* **Work instructions**: Could you rewrite the data from the line that has "Given the photograph above, point out the helicopter shadow" through the end, replacing "helicopter shadow" with "aircraft shadow" and leaving everything else unchanged?

* **Provided entries**:
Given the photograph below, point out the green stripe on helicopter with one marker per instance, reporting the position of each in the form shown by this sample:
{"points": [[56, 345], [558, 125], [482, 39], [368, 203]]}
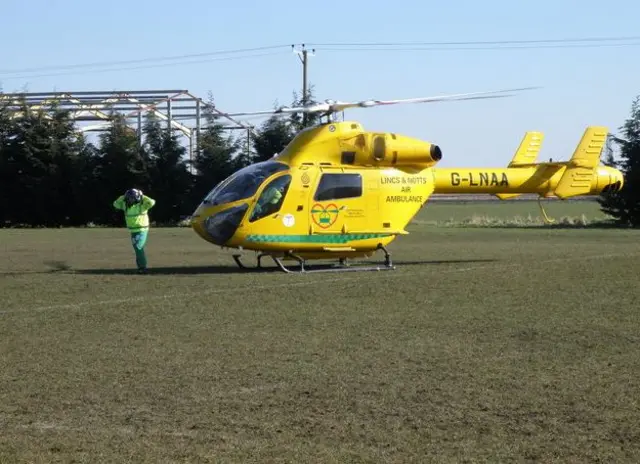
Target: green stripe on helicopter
{"points": [[321, 238]]}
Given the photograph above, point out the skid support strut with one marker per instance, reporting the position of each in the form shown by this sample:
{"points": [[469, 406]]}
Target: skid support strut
{"points": [[341, 266]]}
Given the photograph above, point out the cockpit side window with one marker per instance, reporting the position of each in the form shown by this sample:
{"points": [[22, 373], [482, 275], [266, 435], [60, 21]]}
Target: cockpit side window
{"points": [[244, 183], [339, 186], [271, 199]]}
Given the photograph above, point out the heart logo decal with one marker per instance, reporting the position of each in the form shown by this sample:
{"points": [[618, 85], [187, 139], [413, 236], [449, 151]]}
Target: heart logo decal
{"points": [[324, 216]]}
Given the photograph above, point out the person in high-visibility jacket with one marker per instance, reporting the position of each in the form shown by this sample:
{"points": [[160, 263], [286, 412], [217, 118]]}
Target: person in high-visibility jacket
{"points": [[136, 206]]}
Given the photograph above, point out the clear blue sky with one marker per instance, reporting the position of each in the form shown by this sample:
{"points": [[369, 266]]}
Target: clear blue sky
{"points": [[581, 86]]}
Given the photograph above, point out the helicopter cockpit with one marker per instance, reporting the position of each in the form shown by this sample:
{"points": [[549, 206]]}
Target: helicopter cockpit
{"points": [[243, 184]]}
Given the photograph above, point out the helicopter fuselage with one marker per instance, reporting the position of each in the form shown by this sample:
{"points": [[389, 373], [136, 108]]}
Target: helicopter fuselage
{"points": [[337, 191]]}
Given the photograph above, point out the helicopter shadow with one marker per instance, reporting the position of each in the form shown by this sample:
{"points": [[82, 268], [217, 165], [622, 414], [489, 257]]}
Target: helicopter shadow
{"points": [[232, 269]]}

* **Solution to this task**:
Given the photograph above, point out the aircraft shadow with one marker per instance, reporting the position of each in the form shown by this sample:
{"points": [[82, 268], [217, 165], [622, 414], [489, 257]]}
Target: aircraft shadow
{"points": [[232, 269]]}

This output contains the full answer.